**REQUEST:** Reproduce the material from its first line up to and including the line that contains "positive clicks: (128, 337)", leaving out the pictures.

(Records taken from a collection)
"""

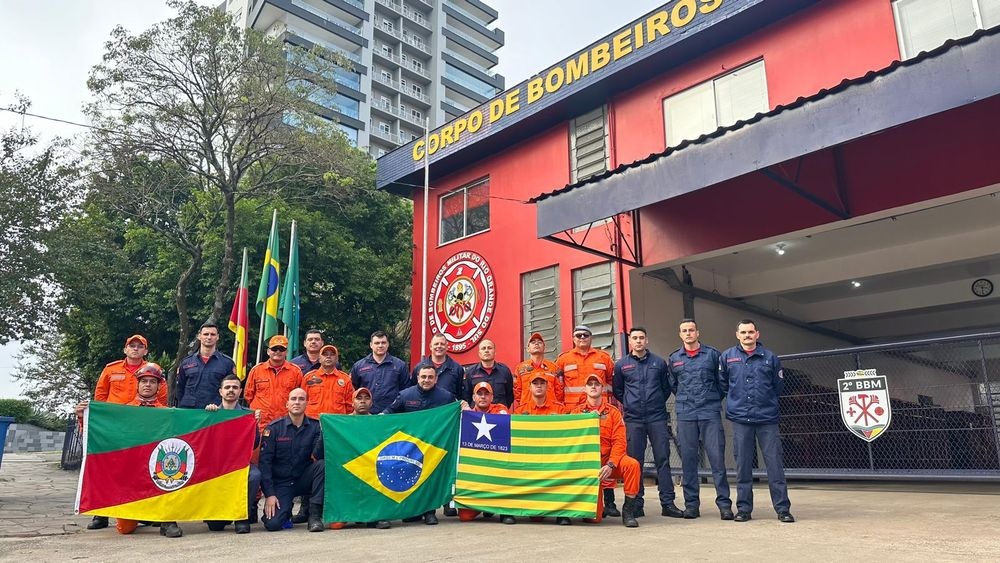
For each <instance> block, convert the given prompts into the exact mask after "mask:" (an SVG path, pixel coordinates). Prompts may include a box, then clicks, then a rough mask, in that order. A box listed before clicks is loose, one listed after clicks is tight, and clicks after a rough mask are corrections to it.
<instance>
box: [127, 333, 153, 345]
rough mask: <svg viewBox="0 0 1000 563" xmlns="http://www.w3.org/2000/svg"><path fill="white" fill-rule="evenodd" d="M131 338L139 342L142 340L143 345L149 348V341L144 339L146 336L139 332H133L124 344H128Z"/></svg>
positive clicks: (128, 337) (129, 343) (129, 342)
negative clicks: (145, 336)
mask: <svg viewBox="0 0 1000 563" xmlns="http://www.w3.org/2000/svg"><path fill="white" fill-rule="evenodd" d="M133 340H138V341H139V342H142V345H143V346H145V347H146V348H149V342H148V341H147V340H146V337H145V336H143V335H141V334H133V335H132V336H129V337H128V338H126V339H125V345H126V346H128V345H129V344H131V343H132V341H133Z"/></svg>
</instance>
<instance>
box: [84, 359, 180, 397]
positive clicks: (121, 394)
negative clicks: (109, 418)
mask: <svg viewBox="0 0 1000 563" xmlns="http://www.w3.org/2000/svg"><path fill="white" fill-rule="evenodd" d="M145 363H146V361H145V360H143V361H141V362H139V363H138V364H137V365H134V366H130V365H128V363H127V362H126V361H125V360H118V361H117V362H111V363H110V364H108V365H106V366H104V369H103V370H102V371H101V376H100V377H99V378H97V387H96V388H95V389H94V400H95V401H103V402H105V403H116V404H119V405H127V404H129V402H130V401H132V400H133V399H135V398H136V395H137V394H138V392H139V381H138V380H137V379H136V378H135V371H136V370H137V369H139V368H140V367H142V366H143V365H144V364H145ZM156 401H157V403H159V404H160V406H164V407H165V406H167V386H166V385H160V390H159V391H158V392H157V393H156Z"/></svg>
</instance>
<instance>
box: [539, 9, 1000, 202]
mask: <svg viewBox="0 0 1000 563" xmlns="http://www.w3.org/2000/svg"><path fill="white" fill-rule="evenodd" d="M990 35H1000V26H996V27H993V28H990V29H986V30H979V31H977V32H976V33H974V34H972V35H970V36H968V37H963V38H960V39H951V40H948V41H947V42H945V43H944V44H943V45H941V46H940V47H938V48H936V49H932V50H930V51H925V52H922V53H920V54H919V55H917V56H916V57H913V58H911V59H907V60H905V61H894V62H893V63H892V64H890V65H889V66H887V67H885V68H882V69H879V70H873V71H871V72H868V73H867V74H865V75H863V76H860V77H858V78H849V79H845V80H843V81H841V82H840V83H839V84H837V85H836V86H833V87H830V88H824V89H822V90H820V91H819V92H817V93H815V94H813V95H811V96H803V97H800V98H798V99H796V100H795V101H793V102H791V103H788V104H784V105H779V106H777V107H775V108H774V109H773V110H771V111H768V112H766V113H758V114H757V115H755V116H753V117H751V118H749V119H745V120H741V121H737V122H736V123H734V124H732V125H728V126H726V127H720V128H718V129H716V130H715V131H712V132H711V133H706V134H704V135H702V136H701V137H698V138H697V139H692V140H687V141H683V142H682V143H680V144H678V145H677V146H674V147H669V148H668V149H666V150H665V151H662V152H658V153H653V154H650V155H649V156H647V157H645V158H642V159H640V160H636V161H634V162H631V163H628V164H622V165H620V166H618V167H617V168H615V169H614V170H609V171H607V172H604V173H602V174H598V175H596V176H591V177H590V178H587V179H586V180H582V181H580V182H576V183H573V184H567V185H566V186H564V187H562V188H559V189H557V190H553V191H550V192H545V193H543V194H540V195H537V196H535V197H533V198H531V199H529V200H528V203H537V202H539V201H542V200H544V199H548V198H550V197H553V196H556V195H561V194H564V193H567V192H570V191H572V190H575V189H577V188H579V187H582V186H586V185H589V184H594V183H597V182H600V181H601V180H604V179H605V178H608V177H611V176H616V175H619V174H622V173H623V172H625V171H626V170H629V169H632V168H639V167H641V166H643V165H646V164H649V163H652V162H655V161H657V160H660V159H661V158H666V157H668V156H670V155H672V154H674V153H677V152H680V151H682V150H684V149H686V148H688V147H691V146H695V145H702V144H704V143H707V142H708V141H710V140H712V139H716V138H718V137H722V136H723V135H726V134H728V133H730V132H733V131H736V130H738V129H743V128H744V127H748V126H750V125H753V124H754V123H758V122H760V121H762V120H765V119H768V118H770V117H773V116H776V115H778V114H781V113H784V112H787V111H789V110H793V109H795V108H798V107H801V106H804V105H805V104H807V103H810V102H815V101H818V100H822V99H823V98H826V97H829V96H832V95H835V94H839V93H840V92H843V91H845V90H847V89H849V88H851V87H852V86H857V85H859V84H865V83H868V82H871V81H873V80H875V79H876V78H879V77H882V76H886V75H889V74H891V73H893V72H895V71H897V70H898V69H900V68H903V67H910V66H914V65H918V64H920V63H921V62H923V61H925V60H928V59H931V58H934V57H937V56H939V55H941V54H942V53H945V52H947V51H949V50H951V49H954V48H959V47H961V46H964V45H969V44H972V43H975V42H976V41H979V40H980V39H981V38H983V37H986V36H990ZM997 72H1000V62H998V68H997Z"/></svg>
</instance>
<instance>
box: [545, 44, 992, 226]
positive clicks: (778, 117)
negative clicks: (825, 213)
mask: <svg viewBox="0 0 1000 563" xmlns="http://www.w3.org/2000/svg"><path fill="white" fill-rule="evenodd" d="M997 61H1000V28H994V29H993V30H991V31H987V32H985V33H983V32H980V33H977V34H976V35H975V36H973V38H971V39H967V40H961V41H958V42H954V43H952V44H950V46H948V47H943V48H941V49H937V50H935V51H932V52H931V53H927V54H925V55H924V56H921V57H917V59H913V60H911V61H906V62H902V63H895V64H894V65H892V66H890V67H888V68H887V69H884V70H883V71H879V72H875V73H870V74H869V75H866V76H865V77H863V78H860V79H857V80H853V81H846V82H845V83H843V84H842V86H845V87H844V88H843V89H839V87H838V88H836V89H834V90H835V91H834V92H826V91H824V92H820V93H819V94H817V95H815V96H813V97H811V98H808V99H805V100H800V101H798V102H795V103H794V104H790V105H789V106H787V107H784V108H776V109H775V110H773V111H771V112H769V113H767V114H765V115H763V116H760V115H758V116H757V117H755V118H753V119H751V120H750V121H749V122H748V123H737V124H736V125H734V126H732V127H730V128H726V129H721V130H719V131H716V132H715V133H713V134H711V135H709V136H707V137H702V138H701V139H699V140H697V141H694V142H689V143H684V144H682V145H680V146H679V147H677V148H675V149H673V150H668V151H667V152H665V153H663V154H662V155H659V156H657V155H654V156H652V157H650V159H647V160H645V161H642V162H641V163H635V164H632V165H627V166H624V167H621V168H619V169H618V170H616V171H612V172H609V173H607V174H605V175H603V176H601V177H598V178H596V179H592V180H588V181H585V182H582V183H580V184H576V185H570V186H567V187H565V188H562V189H560V190H556V191H554V192H550V193H548V194H542V195H540V196H538V197H537V198H534V199H533V200H532V201H533V202H535V203H536V208H537V232H538V237H539V238H545V237H550V239H551V237H552V235H556V234H557V233H561V232H563V231H567V230H570V229H573V228H575V227H578V226H581V225H587V224H589V223H593V222H595V221H600V220H602V219H605V218H607V217H610V216H613V215H616V214H619V213H626V212H631V211H635V210H637V209H639V208H641V207H644V206H647V205H651V204H655V203H657V202H660V201H664V200H667V199H670V198H674V197H678V196H681V195H684V194H687V193H690V192H693V191H696V190H700V189H704V188H707V187H710V186H713V185H715V184H718V183H719V182H723V181H725V180H729V179H732V178H736V177H739V176H742V175H744V174H747V173H751V172H755V171H763V172H767V170H766V169H767V168H768V167H770V166H772V165H775V164H778V163H781V162H785V161H788V160H791V159H794V158H797V157H801V156H804V155H807V154H811V153H814V152H817V151H820V150H823V149H829V148H832V147H835V146H837V145H839V144H842V143H846V142H848V141H851V140H853V139H858V138H861V137H864V136H866V135H871V134H874V133H878V132H879V131H884V130H886V129H890V128H893V127H898V126H901V125H904V124H906V123H909V122H912V121H916V120H919V119H921V118H924V117H927V116H931V115H934V114H937V113H941V112H944V111H948V110H950V109H954V108H958V107H961V106H965V105H968V104H972V103H975V102H976V101H978V100H982V99H985V98H989V97H992V96H996V95H998V94H1000V71H998V69H1000V67H998V63H997ZM998 125H1000V123H998ZM706 162H711V163H712V165H711V166H705V163H706Z"/></svg>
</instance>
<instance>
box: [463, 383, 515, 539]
mask: <svg viewBox="0 0 1000 563" xmlns="http://www.w3.org/2000/svg"><path fill="white" fill-rule="evenodd" d="M472 402H473V404H472V406H470V405H469V404H468V403H466V402H465V401H462V410H466V411H472V412H476V413H483V414H510V410H509V409H508V408H507V407H506V405H504V404H502V403H494V402H493V386H492V385H490V384H489V382H486V381H480V382H479V383H477V384H476V386H475V387H474V388H473V389H472ZM479 513H480V512H479V511H478V510H472V509H471V508H459V509H458V519H459V520H461V521H462V522H470V521H472V520H475V519H476V516H479ZM484 516H485V517H487V518H489V517H491V516H493V514H491V513H489V512H487V513H485V514H484ZM500 521H501V522H503V523H504V524H517V519H516V518H514V517H513V516H510V515H504V514H501V515H500Z"/></svg>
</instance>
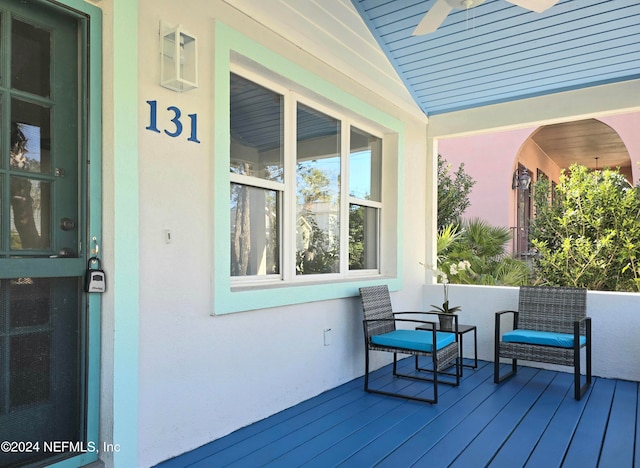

"""

**FINISHED EXERCISE:**
For each <instance> block, convert the given prompts into the exact mask after "mask:" (an SVG path, pixel coordinates). Prompts may include a box, then clicks, then a rough mask, in that order. A box listed before clicks is loose, one listed after clicks is tight, and clicks after a rough mask are corrections to it.
<instance>
box: [127, 333, 153, 345]
rough mask: <svg viewBox="0 0 1000 563" xmlns="http://www.w3.org/2000/svg"><path fill="white" fill-rule="evenodd" d="M131 338L139 342L142 340L143 345L149 348V341L144 339L146 336L139 332H133L124 344H128Z"/></svg>
positive clicks: (128, 337) (129, 343) (129, 342)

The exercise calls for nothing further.